== What the exercise asks ==
Reproduce the line that contains "Q: Point to the snow-covered" and every line after it through the end of the records, exactly, with nothing added.

== Information given ==
**********

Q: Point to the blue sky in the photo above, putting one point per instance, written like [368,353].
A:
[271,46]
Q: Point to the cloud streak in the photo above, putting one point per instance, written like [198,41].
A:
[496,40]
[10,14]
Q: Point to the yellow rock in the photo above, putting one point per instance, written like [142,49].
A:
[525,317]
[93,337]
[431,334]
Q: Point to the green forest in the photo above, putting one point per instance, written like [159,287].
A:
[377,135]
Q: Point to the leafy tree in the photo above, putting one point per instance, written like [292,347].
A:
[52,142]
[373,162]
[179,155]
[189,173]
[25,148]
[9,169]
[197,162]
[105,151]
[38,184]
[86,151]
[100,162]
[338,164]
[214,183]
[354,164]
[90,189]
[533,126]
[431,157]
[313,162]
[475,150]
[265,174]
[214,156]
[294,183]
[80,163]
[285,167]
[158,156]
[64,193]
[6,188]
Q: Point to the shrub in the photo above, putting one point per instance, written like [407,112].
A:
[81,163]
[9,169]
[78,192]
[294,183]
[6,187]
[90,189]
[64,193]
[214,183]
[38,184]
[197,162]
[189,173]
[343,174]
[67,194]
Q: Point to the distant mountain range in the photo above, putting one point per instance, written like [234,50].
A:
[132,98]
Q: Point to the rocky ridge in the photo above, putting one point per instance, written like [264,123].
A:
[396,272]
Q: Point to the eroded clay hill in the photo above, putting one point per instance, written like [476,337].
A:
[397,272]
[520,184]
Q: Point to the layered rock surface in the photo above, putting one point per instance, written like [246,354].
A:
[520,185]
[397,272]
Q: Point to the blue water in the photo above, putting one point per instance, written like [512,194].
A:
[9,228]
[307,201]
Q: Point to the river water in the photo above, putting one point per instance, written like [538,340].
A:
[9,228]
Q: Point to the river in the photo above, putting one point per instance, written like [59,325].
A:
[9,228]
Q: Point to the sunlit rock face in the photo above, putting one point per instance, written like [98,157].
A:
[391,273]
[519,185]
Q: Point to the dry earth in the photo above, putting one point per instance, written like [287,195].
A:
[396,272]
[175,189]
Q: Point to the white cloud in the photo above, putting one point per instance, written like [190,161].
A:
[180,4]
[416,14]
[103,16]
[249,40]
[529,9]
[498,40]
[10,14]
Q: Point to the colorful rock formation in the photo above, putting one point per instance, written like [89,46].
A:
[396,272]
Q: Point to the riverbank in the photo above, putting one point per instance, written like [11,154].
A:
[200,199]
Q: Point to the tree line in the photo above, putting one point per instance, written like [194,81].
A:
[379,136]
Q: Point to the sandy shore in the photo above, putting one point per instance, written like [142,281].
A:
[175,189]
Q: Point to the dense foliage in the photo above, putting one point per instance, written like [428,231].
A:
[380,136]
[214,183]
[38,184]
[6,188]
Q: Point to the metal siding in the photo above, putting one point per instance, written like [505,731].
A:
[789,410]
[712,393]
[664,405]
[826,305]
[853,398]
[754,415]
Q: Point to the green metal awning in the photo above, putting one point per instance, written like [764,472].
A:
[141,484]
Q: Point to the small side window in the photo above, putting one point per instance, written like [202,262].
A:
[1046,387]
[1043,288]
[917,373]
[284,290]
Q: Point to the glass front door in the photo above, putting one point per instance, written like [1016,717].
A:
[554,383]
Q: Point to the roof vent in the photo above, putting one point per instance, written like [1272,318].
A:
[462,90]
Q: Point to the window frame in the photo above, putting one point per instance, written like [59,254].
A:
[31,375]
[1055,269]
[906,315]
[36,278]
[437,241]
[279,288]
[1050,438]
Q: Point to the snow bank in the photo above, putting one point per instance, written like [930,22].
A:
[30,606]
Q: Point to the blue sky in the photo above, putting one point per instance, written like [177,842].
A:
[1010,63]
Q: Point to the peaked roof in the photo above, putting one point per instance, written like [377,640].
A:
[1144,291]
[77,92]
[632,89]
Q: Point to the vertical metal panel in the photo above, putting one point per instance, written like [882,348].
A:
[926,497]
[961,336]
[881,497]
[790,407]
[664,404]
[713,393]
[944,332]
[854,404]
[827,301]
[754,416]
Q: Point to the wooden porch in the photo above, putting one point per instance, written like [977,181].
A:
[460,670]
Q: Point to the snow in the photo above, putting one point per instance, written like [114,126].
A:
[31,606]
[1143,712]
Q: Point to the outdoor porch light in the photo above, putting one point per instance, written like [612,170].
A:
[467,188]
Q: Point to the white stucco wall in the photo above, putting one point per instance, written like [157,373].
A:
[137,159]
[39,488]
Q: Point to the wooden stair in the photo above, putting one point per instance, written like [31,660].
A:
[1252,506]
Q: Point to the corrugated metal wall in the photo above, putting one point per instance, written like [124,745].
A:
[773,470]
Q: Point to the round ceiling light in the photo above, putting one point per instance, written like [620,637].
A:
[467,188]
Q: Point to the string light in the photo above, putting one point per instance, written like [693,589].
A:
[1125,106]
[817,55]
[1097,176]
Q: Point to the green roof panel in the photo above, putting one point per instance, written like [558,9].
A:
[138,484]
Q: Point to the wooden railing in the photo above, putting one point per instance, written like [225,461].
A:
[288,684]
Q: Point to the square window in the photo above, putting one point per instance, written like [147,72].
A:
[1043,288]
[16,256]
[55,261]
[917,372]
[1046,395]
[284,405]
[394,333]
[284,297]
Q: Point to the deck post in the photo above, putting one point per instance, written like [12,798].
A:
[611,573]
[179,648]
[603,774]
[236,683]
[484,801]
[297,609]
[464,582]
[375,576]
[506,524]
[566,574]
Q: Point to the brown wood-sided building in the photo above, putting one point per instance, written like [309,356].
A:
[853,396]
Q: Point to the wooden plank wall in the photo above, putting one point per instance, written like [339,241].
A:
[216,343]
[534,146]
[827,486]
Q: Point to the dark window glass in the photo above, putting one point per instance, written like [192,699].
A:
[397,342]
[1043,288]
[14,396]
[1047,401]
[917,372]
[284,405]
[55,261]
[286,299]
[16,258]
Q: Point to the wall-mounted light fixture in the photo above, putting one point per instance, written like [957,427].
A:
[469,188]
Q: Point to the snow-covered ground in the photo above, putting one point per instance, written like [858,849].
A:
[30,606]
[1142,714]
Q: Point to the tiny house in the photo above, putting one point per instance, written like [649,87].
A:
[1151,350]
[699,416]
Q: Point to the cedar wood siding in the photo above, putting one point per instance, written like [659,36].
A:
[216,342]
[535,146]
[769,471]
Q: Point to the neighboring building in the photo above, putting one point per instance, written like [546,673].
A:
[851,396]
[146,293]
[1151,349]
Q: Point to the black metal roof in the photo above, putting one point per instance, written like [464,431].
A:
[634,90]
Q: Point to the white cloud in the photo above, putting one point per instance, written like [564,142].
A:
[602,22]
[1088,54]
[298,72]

**********

== Response to the task ==
Q: Point to the snow-covered ground in the photo above, putting one point per instance, written like [858,849].
A:
[30,606]
[1142,714]
Q: Point to the tiny house in the photo above, putting one point per instance, written like [649,87].
A:
[1151,350]
[699,416]
Q: Point to the cedar wood siding in the photo above, putting one point per instance, written like [659,36].
A:
[216,342]
[535,146]
[769,471]
Q: Point to the neighboring building in the photo above, putting one point per instance, written like [546,673].
A:
[851,396]
[146,293]
[1151,349]
Q: Point to the black metal roof in the photo above, putting one point per instance, written like [464,431].
A:
[634,90]
Q: Point to the white cloud in the photo above, putting one point per instance, written like [564,142].
A:
[602,22]
[1088,54]
[298,72]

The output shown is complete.